Metin parçası:
■ ■ ■ ■

1960 yıllarından itibaren köylerden şehirlere göçün başlamasıyla beraber terk ettiğimiz topraklarda birçok örf âdeti bırakırken şehirli olmanın havasıyla yeni yeni örf ve adetlerle tanıştık. En basiti köy yerlerinde -ekmek elden, su gölden- hesabı geçim biraz daha rahat olduğundan olsa gerek ki, köyden birine yemek veya eve misafirlik teklif ettiğimizde kabul etmezse, darbı mesel haline gelen, ‘şehirli teklifi değil, köylü teklifi, çekinme!’ diye ısrar ederken bile köy farkını çaktırmadan hatırlattık.
İlk zamanları belki gençliğin heyecanıyla şehirlerde yaşamak cazip geldi. Lakin yaş kemale erdikten sonra gerçekleşme imkânı olmasa da Ferdi Tayfur’un, ‘’Hadi gel köyümüze geri dönelim…’’ şarkısını için için mırıldanmaya başladık. Ama bunu çoğunlukla biz mırıldanıyoruz. Eşimizin de yaşamında köy hayatı yoksa oda mırıldanmıyor. Hele çocuklarımıza bu şarkıyı söyletme imkânımız maalesef hiç yok. Çünkü çocuklarımız;
Köy hayatının acı, tatlı lezzetini tadamadı. Hormonsuz tertemiz havasını koklayamadı. Kedileri, köpekleri, tavukları, horozları kovalayamadı. Fareleri yakalamak için tuzak kuramadı. Koyunların – keçilerin çıngıraklarındaki ahenkli müziği dinleyemedi. Ata, eşeğe binemedi. Onları kaşağılayamadı. Yeni doğum yapan ineklerinin avuzunu yiyemedi. Annesinin kendi adını koyduğu buzağısını sevemedi. Annesi inek sağarken meraklanıp, ‘Ne olur ben de sağayım’ diye annesine yalvaramadı.

■ ■ ■ ■

Kayıtlı veriler:
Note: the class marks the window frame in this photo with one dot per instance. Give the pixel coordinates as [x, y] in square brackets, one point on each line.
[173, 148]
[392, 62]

■ ■ ■ ■

Köy hayatını anlatan metne göre çocuklar hangi hayvanları kovalayamadı? Hepsini sıralayın.

Kediler, köpekler, tavuklar, horozlar.